▸ **Secção do documento**
Regressando da Catalunha depois duns dias de lazer compreendo mais uma vez os contrastes constitutivos entre duas nações, aquela e esta, tão diferentes mas unidas numa questionável aliança contra um estado central que, entre outras formas de miragem, foi capaz de produzir até o pretenso antídoto Galeusca. Na Catalunha, não apenas as pequenas lojas fazem rotulagem na língua do país: também as grandes companhias (aéreas, por exemplo) convocam e convidam a cidadania em catalão. Na Catalunha, não apenas jovens com consciência linguística patente utilizam o idioma: grupos de raparigas pré-adolescentes brincam na rua na língua antiga.
Na Catalunha, um meninho duns oito anos, familiar duns amigos, neto de islandeses já cidadãos catalãos, filho de cidadã catalã de origem islandesa e de cidadão catalão de origem guineense espanhol-falante, expressa-se em catalão com fluidez mais evidente do que em castelhano, além de falar islandês e um pouco de inglês. Isto é exemplo duma versão em grande do Modelo Burela feito realidade, pela realidade da legislação, da constância e duma sorte de “normalidade” (nunca esqueçamos as aspas para este vocábulo) que supera o atávico temor ao próprio que exibimos os galegos. Qualquer análise em termos de classe é válida também (a velha história do galego = classe baixa e o catalão = classes médias, e as correspondentes associações simbólicas, ideológicas, psicológicas, que a mente também existe), mas o que desejo salientar é que no dia a dia na Catalunha parece impor-se uma forma de “normalidade” a respeito das línguas que faz a vida, pelo menos, um pouco menos tensa. Em contraste, deveríamos considerar quanta energia levamos perdido nós na Galiza para um projeto tão cabal mas tão atrapalhado de recuperação linguística que –sabemo-lo– no fundo não mudaria, no quadro atual de relações de classe, o papel das línguas e da Língua nas variadas formas de alienação social. Mas, na verdade, talvez tudo tenha sido sempre mais singelo do que imaginávamos: E é que não se tratava nem se trata de emular a Catalunha, a falsa amiga, mas um outro país ao sul, Portugal, onde a expressão “imersão linguística” na “língua própria” nem tem sentido, e portanto onde a “normalidade” sim que tem um outro sentido, e bem diferente.

▸ **Pedido 1**
Converte em CSV de duas colunas, "texto" e "resposta", as entradas desde a linha com "Target: storefront lettering" até à linha com "POLYGON ((833 21, 825", inclusive. Põe uma linha por entrada, com o texto e a resposta cada um num campo entre aspas e as quebras de linha trocadas por espaços.
O texto e as entradas não têm qualquer relação entre si.

▸ **Os dados**
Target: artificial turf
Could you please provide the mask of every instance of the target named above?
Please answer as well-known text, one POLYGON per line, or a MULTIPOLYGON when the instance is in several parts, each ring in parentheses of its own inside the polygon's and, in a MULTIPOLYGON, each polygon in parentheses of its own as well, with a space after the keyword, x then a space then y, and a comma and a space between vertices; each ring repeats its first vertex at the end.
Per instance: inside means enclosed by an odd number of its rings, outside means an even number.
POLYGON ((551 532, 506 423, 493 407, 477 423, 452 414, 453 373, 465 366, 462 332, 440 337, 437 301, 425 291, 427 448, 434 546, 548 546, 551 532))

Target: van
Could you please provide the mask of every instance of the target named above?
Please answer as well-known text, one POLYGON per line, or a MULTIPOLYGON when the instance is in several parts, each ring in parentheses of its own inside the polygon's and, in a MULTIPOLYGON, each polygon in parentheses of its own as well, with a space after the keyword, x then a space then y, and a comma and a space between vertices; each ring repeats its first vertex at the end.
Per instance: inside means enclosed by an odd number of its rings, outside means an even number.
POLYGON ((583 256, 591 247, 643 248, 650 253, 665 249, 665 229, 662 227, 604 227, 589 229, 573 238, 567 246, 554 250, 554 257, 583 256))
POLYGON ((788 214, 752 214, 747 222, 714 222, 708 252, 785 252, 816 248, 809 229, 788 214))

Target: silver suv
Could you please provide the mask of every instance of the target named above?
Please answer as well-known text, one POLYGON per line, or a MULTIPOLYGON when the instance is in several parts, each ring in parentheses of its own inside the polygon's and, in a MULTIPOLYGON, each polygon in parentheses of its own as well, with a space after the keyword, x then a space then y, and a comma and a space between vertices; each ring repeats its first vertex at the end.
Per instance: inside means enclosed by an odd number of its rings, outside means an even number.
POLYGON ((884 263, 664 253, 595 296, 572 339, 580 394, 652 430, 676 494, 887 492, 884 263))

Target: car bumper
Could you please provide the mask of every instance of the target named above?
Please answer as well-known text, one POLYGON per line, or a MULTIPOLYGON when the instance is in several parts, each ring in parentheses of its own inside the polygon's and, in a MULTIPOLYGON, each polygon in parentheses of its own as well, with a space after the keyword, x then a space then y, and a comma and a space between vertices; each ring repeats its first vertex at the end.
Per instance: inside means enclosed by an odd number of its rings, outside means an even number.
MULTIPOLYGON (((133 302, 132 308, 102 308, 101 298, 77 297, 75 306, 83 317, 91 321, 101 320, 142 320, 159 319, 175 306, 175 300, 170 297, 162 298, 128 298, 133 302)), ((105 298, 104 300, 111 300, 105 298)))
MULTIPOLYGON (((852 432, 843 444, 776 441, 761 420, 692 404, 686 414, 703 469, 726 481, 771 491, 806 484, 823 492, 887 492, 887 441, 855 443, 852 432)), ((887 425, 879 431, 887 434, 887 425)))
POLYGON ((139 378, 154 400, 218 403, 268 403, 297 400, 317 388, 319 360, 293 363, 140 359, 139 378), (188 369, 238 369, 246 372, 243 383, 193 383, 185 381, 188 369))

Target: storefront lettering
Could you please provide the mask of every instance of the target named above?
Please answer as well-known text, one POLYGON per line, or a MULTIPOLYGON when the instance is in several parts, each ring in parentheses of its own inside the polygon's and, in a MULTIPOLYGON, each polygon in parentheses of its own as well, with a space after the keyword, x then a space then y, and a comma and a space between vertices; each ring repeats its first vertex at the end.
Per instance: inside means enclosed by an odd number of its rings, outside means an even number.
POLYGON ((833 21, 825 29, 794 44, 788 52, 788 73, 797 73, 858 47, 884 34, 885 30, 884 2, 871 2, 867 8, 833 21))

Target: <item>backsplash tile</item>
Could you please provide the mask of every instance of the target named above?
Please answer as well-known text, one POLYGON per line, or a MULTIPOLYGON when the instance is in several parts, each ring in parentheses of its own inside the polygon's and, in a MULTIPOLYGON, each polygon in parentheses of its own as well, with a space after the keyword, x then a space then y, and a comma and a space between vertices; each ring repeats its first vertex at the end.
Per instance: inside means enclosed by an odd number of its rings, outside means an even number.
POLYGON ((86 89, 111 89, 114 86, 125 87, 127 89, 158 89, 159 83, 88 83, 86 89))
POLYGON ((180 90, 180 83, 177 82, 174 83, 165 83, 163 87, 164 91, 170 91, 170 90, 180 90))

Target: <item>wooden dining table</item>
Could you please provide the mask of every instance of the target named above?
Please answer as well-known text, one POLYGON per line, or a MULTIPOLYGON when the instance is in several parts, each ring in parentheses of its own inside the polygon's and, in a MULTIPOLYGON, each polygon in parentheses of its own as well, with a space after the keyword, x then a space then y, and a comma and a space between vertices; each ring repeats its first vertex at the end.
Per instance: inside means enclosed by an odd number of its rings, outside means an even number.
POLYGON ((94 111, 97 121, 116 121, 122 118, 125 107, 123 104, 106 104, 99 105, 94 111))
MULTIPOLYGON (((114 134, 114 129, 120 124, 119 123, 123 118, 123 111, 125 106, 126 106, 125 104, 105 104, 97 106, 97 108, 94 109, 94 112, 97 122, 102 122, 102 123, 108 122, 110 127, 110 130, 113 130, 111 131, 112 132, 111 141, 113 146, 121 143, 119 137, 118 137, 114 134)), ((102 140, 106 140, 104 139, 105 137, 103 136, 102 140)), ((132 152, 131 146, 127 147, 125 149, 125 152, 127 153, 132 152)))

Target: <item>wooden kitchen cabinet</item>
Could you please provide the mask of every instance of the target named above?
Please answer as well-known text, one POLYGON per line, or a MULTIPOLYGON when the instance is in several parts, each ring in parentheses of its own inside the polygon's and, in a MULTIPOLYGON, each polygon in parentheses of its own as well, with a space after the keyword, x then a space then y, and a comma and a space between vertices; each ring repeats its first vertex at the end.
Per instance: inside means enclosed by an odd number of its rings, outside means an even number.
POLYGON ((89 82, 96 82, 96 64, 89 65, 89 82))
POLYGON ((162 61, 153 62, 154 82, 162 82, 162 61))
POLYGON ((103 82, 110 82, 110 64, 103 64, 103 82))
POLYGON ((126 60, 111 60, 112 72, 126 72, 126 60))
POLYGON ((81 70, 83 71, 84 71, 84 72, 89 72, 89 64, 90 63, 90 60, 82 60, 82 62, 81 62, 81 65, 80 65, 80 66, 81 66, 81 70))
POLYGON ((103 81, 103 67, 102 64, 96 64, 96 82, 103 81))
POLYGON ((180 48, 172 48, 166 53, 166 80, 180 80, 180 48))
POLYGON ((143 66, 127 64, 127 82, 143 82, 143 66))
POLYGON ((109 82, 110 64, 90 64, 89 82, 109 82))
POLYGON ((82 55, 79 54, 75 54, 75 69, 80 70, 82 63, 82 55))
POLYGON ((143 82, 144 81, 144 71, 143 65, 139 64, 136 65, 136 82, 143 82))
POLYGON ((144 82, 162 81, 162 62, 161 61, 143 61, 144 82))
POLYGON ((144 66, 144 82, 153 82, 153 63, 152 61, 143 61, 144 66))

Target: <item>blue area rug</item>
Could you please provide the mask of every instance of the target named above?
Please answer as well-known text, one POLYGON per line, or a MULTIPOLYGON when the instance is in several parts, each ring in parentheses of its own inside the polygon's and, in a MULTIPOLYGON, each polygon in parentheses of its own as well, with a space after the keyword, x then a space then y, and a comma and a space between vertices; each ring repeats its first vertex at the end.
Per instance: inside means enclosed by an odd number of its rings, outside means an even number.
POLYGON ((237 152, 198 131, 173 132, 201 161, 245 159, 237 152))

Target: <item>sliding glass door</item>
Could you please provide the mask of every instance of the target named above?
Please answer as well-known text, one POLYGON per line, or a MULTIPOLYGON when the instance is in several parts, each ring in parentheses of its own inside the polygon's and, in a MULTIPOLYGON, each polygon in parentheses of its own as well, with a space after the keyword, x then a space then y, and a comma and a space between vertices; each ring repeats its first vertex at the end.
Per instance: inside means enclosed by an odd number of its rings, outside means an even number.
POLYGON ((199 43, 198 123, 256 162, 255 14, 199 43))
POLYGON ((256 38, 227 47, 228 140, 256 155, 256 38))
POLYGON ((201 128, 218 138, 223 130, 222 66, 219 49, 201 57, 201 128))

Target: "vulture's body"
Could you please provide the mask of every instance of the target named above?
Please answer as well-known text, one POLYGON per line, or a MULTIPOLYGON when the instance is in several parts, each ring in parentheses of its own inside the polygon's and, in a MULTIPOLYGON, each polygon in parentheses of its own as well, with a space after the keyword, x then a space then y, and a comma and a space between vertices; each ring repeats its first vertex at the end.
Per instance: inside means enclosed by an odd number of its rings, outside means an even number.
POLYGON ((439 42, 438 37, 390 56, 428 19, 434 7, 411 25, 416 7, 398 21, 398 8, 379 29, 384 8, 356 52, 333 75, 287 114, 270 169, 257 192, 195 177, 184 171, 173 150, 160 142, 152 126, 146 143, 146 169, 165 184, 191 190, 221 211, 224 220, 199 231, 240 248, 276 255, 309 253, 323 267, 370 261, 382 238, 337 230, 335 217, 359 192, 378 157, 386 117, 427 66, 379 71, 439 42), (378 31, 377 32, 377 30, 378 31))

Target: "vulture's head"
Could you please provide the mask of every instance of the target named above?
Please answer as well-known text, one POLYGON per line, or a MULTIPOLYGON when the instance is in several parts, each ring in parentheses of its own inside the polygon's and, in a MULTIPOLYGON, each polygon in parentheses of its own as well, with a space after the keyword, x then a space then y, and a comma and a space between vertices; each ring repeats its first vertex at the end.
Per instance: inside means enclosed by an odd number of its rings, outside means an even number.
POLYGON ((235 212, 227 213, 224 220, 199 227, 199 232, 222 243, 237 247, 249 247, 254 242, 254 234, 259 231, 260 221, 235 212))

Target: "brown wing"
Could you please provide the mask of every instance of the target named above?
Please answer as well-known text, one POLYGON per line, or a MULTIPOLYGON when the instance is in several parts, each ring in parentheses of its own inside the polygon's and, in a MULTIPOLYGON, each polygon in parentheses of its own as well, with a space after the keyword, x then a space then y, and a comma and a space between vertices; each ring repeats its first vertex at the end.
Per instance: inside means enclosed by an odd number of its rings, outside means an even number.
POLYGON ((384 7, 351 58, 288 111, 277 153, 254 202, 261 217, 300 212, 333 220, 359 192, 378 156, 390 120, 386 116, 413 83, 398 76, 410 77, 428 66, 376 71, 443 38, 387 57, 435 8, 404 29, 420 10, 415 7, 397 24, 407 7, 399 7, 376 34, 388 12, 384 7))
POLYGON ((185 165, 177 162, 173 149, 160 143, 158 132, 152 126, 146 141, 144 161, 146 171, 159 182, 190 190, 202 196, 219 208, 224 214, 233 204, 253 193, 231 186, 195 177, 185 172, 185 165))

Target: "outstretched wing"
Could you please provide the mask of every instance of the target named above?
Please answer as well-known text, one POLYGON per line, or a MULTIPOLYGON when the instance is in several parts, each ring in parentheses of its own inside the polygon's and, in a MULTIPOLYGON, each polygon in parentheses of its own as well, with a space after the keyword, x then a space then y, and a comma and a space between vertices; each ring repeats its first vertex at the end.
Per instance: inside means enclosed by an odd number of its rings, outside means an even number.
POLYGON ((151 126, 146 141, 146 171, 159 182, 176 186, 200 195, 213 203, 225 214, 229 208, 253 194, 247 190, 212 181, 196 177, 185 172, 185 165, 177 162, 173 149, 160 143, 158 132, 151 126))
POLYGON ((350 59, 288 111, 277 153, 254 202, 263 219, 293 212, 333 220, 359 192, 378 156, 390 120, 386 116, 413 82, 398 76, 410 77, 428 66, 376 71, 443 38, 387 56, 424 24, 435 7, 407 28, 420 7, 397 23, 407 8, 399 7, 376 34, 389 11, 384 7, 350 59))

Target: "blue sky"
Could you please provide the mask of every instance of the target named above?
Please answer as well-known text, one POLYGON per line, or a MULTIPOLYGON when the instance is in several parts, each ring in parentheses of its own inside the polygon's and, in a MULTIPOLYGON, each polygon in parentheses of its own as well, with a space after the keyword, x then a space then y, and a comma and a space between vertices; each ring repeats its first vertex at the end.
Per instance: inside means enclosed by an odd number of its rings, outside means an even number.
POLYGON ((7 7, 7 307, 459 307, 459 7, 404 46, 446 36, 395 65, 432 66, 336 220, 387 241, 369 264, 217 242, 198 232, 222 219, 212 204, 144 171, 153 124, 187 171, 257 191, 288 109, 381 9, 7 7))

▸ **Pedido 2**
Responde a estas perguntas sobre o texto:
(a) Segundo o texto, que tipo de grandes companhias também se dirige à cidadania em catalão?
(b) Que línguas fala o menino de cerca de oito anos, além do catalão?
(c) Que país ao sul é apontado como aquele que se trataria de emular?

▸ **Resposta 1**
texto,resposta
"Target: storefront lettering Could you please provide the mask of every instance of the target named above? Please answer as well-known text, one POLYGON per line, or a MULTIPOLYGON when the instance is in several parts, each ring in parentheses of its own inside the polygon's and, in a MULTIPOLYGON, each polygon in parentheses of its own as well, with a space after the keyword, x then a space then y, and a comma and a space between vertices; each ring repeats its first vertex at the end. Per instance: inside means enclosed by an odd number of its rings, outside means an even number.","POLYGON ((833 21, 825 29, 794 44, 788 52, 788 73, 797 73, 858 47, 884 34, 885 30, 884 2, 871 2, 867 8, 833 21))"

▸ **Resposta 2**
(a) Companhias aéreas.
(b) Castelhano, islandês e um pouco de inglês.
(c) Portugal.